> **GIVEN INSTRUCTION A**: In the mailing-list reply about Wikimedia site statistics, which JavaScript tag did Allan Benamer ask Wikimedia to use?
> **GIVEN INSTRUCTION B**: Carry on the mailing-list reply about releasing Wikimedia's site statistics from its last sentence.

> **EXCERPT**:
## start
Re: Thank you for discussing my Top 25 Nonprofit LIst [ In reply to ]
On 10/3/07, Allan Benamer <abenamer@nonprofittechblog.org> wrote:
> I was wondering if Wikimedia could use the Quantcast Javascript tag so I
> would be able to track Wikimedia's URLs in real-time.

Sorry, Probably not.

> If that's not possble,
> it would be great if the Foundation simply just released the web site
> statistics for all its URLs.

We can probably do something like that. What information would be useful?

We are pretty much already releasing all the statistics we generate,
i.e. almost nothing. :)

With the exception of information we need to keep private to protect
our readers and contributors we are interested in operating in the
most open manner possible. Releasing bulk site statistics is
consistent with that.
## end
> **DATA SECTION**:
## start
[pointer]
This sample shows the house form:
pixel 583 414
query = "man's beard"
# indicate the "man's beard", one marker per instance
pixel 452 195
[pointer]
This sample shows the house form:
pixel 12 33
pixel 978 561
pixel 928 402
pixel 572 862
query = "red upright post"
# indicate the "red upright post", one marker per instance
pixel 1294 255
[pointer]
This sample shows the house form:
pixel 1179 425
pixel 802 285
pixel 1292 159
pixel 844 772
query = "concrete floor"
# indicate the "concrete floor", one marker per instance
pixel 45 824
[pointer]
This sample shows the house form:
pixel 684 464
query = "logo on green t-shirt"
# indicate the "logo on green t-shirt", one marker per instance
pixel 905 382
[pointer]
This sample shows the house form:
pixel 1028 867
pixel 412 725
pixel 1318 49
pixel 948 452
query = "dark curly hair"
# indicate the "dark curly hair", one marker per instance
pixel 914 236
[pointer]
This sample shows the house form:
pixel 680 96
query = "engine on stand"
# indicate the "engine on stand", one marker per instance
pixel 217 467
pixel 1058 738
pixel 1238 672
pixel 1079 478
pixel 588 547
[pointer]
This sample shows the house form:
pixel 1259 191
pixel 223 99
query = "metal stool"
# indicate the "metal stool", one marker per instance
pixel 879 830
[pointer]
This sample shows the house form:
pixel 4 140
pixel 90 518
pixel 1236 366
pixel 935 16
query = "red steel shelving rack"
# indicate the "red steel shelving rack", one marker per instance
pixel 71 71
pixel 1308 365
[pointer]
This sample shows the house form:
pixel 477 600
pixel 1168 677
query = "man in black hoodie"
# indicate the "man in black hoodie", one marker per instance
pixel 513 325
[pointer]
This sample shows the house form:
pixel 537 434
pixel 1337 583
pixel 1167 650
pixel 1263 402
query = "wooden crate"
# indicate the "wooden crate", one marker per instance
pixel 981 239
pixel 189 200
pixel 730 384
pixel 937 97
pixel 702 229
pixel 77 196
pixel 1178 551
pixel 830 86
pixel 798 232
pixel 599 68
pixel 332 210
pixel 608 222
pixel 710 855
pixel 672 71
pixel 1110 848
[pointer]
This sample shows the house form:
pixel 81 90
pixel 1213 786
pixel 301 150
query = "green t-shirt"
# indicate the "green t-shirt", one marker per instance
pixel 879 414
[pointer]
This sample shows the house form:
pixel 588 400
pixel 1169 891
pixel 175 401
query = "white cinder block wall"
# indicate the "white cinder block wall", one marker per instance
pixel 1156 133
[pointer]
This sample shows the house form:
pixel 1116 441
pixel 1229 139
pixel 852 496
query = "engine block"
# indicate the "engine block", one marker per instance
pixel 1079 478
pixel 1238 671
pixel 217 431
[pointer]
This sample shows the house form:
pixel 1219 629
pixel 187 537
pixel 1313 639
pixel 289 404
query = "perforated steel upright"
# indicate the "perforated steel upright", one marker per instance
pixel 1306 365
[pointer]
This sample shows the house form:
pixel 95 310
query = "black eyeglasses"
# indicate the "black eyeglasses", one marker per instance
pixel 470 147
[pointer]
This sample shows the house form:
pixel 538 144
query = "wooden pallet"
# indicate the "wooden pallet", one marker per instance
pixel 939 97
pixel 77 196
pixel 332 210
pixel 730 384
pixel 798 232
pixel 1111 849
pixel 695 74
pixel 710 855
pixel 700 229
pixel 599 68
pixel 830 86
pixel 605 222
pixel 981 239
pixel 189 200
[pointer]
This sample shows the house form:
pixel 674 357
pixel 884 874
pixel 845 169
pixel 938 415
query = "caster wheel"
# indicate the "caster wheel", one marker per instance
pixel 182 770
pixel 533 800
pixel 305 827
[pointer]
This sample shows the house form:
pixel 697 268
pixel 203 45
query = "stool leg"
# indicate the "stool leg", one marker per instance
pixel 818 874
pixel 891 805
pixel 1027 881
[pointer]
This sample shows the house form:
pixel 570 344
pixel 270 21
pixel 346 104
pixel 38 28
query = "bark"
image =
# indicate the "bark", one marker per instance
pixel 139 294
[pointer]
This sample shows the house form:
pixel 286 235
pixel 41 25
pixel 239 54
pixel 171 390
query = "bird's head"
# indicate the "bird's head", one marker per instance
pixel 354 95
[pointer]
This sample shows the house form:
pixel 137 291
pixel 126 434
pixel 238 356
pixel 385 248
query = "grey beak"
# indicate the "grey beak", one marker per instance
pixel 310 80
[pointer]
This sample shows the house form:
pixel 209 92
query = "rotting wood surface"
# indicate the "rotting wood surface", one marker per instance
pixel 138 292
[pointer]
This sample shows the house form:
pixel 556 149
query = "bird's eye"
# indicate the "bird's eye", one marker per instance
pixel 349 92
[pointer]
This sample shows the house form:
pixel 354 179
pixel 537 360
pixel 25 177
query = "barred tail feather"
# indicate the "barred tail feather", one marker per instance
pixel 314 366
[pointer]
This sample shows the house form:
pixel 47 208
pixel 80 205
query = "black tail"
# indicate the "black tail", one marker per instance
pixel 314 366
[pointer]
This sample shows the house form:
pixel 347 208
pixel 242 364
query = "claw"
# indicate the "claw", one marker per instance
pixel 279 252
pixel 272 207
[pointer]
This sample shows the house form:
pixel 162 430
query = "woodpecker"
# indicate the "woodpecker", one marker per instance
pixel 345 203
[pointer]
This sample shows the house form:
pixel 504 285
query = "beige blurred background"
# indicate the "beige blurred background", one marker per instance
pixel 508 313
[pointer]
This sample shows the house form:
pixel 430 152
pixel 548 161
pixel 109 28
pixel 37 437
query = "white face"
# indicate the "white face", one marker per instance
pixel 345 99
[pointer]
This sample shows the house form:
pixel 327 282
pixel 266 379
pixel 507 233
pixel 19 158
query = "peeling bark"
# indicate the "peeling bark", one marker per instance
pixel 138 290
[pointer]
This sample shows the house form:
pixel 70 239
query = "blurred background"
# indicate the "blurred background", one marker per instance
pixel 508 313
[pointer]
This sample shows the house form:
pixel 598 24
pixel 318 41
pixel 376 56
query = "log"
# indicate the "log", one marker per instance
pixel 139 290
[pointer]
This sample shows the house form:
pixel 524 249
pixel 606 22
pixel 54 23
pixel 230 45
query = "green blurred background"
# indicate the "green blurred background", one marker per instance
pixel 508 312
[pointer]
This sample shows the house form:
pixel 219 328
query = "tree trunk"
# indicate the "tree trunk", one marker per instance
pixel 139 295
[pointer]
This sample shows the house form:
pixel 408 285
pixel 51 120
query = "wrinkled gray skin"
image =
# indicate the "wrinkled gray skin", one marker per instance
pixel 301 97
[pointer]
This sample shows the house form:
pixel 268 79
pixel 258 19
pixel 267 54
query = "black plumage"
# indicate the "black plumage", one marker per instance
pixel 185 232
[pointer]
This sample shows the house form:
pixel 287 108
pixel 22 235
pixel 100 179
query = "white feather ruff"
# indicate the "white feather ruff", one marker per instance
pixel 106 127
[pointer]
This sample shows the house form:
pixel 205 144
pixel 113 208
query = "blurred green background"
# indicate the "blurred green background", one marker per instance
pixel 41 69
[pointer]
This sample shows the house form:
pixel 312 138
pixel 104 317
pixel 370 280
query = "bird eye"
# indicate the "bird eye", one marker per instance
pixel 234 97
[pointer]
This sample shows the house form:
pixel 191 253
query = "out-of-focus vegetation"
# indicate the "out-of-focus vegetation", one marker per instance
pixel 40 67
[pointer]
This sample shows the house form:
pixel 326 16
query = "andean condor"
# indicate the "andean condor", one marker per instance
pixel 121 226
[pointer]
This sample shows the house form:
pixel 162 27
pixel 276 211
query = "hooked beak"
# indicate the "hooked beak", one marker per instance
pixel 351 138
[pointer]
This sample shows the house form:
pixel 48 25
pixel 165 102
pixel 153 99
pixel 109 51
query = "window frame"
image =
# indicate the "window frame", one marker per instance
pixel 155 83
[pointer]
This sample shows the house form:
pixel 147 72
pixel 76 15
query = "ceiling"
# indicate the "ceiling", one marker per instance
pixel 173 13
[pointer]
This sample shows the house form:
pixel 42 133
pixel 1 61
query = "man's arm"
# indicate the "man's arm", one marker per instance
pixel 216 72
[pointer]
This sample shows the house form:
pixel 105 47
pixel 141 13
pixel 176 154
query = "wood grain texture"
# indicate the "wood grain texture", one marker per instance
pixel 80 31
## end
> **RESULT A**: The Quantcast JavaScript tag.

> **RESULT B**:
_______________________________________________
foundation-l mailing list
foundation-l@lists.wikimedia.org
Unsubscribe: http://lists.wikimedia.org/mailman/listinfo/foundation-l
Re: Thank you for discussing my Top 25 Nonprofit LIst [ In reply to ]
Allan Benamer wrote:
> over at
> http://www.nonprofittechblog.org/philanthropy-and-nonprofit-top-25-list-october-2007
>
> I was wondering if Wikimedia could use the Quantcast Javascript tag so I
> would be able to track Wikimedia's URLs in real-time. If that's not possble,
> it would be great if the Foundation simply just released the web site
> statistics for all its URLs.
>
> It would be a great service for the nonprofit sector if this could be done
> as many nonprofit marketers are still trying to understand the effects of
> Web 2.0 on our sector and would love to have hard data.

Hmm. Add javascript to every one of our pages that calls up one of your
servers? I'm not sure that's workable. Wikimedia sites get twenty
thousand hits a second - could you even handle the traffic?

As far as I am aware, the Foundation doesn't even *have* the web site
statistics for all its URLs. There's so much data, it's just discarded,
although if I recall correctly, a few institutions have been sent
1-in-100 samples of log data or something like that. Perhaps an
arrangement like that would be more feasible.

Also, easy on the buzzwords. Wikipedia's success does not stem from
shiny Ajaxey features. Wikis predate Web 2.0 by some time.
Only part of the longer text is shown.